ACTIVITY: Count the lines below in which "chrysanthemum" appears, then give that number by itself.

Saved data entries

-*-*-

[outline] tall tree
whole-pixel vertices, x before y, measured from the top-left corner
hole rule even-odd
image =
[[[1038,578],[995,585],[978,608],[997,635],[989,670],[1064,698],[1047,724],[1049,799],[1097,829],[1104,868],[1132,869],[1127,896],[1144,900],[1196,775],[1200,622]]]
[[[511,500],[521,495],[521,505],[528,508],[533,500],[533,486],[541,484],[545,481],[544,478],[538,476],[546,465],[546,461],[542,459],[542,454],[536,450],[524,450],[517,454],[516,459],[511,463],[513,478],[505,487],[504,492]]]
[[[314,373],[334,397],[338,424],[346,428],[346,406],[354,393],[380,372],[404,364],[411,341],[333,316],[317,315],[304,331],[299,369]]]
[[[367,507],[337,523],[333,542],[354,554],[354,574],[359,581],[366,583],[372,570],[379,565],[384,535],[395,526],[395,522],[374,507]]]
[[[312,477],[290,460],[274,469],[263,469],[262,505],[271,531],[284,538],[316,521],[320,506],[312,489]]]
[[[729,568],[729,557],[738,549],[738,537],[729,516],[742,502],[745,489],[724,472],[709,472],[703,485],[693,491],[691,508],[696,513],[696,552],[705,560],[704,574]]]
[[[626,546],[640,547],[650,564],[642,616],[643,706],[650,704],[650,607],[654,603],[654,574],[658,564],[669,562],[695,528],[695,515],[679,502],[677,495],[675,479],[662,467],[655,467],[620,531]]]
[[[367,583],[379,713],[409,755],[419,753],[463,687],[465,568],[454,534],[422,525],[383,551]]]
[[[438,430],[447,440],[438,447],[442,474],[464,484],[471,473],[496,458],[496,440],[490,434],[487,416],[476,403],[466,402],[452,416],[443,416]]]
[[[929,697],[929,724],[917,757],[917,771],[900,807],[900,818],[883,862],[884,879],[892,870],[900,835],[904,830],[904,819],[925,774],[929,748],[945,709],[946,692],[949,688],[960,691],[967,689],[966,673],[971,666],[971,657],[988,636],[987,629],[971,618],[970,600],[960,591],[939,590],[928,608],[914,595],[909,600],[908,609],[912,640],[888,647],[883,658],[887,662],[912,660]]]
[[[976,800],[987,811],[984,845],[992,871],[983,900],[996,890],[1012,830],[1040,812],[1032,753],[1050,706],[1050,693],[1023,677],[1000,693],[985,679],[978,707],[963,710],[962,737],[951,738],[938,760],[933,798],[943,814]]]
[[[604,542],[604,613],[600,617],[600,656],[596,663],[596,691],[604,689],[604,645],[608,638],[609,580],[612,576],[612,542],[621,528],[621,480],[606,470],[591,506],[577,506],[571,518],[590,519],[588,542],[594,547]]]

-*-*-

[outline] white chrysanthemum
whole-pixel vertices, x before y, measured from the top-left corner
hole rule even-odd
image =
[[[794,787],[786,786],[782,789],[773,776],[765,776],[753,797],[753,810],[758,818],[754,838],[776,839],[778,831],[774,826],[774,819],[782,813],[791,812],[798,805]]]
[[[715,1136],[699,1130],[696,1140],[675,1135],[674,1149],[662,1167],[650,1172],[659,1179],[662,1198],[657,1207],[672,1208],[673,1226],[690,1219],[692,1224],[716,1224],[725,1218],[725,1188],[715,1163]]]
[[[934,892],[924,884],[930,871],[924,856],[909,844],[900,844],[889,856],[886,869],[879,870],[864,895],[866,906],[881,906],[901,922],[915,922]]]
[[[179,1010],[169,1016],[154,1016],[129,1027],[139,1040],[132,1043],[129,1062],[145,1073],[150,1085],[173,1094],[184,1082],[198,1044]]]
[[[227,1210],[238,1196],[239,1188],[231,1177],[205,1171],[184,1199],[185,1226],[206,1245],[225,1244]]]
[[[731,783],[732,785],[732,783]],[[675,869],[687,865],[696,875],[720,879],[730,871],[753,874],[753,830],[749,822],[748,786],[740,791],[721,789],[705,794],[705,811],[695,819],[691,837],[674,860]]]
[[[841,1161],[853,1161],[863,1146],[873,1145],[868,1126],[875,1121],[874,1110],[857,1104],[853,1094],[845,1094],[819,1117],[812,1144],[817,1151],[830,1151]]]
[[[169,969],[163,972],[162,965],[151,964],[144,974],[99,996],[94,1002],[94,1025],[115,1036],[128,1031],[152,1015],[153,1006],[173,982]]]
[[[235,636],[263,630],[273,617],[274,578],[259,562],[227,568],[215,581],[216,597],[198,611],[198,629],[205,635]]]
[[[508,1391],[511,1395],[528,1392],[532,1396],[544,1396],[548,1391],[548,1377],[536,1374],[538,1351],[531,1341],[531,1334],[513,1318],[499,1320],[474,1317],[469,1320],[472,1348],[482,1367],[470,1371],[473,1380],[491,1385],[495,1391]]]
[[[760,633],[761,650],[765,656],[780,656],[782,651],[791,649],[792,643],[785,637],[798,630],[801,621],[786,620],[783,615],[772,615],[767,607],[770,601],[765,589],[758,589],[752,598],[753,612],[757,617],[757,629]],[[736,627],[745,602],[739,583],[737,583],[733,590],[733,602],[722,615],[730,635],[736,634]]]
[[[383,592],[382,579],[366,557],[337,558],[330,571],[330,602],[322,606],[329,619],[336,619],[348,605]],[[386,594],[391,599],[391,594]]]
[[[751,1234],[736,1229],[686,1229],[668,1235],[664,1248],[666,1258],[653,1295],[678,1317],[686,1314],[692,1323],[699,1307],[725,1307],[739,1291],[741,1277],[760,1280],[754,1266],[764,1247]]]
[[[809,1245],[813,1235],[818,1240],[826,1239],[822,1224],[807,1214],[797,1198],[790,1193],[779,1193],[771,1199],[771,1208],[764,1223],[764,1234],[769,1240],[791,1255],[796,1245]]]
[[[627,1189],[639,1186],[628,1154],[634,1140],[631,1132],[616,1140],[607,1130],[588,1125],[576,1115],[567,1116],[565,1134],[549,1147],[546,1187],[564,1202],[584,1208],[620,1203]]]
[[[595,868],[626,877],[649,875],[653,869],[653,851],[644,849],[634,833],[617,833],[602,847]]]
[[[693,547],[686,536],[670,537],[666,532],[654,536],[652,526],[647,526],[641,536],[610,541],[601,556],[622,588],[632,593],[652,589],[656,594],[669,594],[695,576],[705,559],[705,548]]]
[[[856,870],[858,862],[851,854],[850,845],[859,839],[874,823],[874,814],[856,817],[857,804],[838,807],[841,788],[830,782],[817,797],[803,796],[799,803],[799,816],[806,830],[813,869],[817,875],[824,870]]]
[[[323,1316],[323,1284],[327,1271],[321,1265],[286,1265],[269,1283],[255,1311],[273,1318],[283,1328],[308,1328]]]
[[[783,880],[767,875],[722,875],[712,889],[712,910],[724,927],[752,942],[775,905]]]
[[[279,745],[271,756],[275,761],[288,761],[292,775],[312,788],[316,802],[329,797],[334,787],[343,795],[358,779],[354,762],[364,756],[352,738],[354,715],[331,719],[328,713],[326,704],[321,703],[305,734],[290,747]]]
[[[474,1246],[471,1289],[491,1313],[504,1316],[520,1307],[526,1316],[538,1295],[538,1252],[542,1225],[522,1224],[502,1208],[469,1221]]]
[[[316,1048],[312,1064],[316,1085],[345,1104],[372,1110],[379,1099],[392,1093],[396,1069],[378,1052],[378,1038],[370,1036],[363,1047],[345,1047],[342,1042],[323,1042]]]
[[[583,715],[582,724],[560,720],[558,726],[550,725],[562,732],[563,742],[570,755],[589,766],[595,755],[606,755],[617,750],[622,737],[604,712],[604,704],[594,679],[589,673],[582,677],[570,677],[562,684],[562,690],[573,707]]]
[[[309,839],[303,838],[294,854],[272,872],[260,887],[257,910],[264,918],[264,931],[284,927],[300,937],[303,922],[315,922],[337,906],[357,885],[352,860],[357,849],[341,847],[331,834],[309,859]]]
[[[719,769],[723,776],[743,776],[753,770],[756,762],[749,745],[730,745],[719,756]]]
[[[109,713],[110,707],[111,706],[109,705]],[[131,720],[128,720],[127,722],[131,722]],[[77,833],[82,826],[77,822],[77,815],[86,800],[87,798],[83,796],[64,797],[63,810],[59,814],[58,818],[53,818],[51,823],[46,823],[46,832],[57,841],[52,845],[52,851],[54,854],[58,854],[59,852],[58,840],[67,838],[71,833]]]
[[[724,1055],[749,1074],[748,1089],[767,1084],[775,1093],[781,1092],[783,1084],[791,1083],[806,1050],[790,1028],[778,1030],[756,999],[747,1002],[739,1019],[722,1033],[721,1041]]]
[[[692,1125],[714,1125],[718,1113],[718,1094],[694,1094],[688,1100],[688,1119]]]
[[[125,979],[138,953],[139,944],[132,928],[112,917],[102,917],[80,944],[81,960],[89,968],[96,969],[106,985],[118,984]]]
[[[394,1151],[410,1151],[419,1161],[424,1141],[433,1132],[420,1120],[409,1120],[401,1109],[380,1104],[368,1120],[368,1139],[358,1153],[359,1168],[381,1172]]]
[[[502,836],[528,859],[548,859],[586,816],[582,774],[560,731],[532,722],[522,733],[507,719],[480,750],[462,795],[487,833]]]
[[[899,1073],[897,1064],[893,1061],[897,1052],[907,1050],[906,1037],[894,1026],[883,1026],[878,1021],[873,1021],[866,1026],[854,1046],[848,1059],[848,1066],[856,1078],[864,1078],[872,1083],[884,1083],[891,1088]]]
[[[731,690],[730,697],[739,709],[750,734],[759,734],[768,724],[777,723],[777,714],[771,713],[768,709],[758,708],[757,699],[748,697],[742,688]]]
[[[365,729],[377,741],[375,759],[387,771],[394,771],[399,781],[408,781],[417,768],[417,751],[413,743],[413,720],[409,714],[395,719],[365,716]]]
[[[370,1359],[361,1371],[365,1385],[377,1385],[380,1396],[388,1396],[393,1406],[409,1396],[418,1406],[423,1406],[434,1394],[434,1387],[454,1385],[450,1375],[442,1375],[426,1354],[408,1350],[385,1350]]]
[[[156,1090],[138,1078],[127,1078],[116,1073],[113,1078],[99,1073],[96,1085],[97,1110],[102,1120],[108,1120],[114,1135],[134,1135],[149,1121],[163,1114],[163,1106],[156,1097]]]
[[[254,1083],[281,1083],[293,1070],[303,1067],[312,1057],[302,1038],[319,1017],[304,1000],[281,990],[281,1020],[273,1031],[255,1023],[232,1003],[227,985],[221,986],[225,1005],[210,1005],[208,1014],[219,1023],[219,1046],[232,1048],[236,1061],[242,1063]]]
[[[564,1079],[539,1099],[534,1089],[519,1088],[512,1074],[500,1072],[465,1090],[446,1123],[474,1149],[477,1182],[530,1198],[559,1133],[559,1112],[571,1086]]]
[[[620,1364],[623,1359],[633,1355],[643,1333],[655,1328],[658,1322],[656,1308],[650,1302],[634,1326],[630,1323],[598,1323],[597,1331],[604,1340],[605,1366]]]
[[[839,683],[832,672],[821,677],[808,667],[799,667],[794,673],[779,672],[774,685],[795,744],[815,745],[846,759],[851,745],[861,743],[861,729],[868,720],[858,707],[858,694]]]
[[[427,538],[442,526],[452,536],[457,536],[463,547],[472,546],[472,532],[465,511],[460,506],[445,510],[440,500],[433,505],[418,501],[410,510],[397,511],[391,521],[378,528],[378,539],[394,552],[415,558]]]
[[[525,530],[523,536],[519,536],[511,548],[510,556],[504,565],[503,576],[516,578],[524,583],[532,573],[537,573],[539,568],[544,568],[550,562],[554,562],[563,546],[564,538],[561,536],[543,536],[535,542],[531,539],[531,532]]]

-*-*-

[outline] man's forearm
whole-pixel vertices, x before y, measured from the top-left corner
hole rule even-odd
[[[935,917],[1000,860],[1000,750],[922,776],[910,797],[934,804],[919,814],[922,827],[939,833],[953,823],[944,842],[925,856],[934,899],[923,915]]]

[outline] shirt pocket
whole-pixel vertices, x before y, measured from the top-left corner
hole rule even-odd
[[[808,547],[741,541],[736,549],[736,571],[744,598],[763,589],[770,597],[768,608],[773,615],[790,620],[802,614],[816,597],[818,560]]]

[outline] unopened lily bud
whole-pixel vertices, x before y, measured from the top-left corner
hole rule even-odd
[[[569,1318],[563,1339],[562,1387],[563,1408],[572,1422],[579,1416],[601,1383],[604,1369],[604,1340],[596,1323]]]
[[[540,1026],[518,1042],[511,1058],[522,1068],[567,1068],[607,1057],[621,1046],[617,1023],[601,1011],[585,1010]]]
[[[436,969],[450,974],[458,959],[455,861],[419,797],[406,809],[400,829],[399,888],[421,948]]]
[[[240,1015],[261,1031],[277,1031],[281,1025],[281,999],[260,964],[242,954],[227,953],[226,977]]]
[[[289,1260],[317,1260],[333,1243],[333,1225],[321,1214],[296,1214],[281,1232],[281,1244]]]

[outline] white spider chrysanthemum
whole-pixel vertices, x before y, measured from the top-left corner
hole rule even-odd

-*-*-

ANSWER TO THE EXERCISE: 2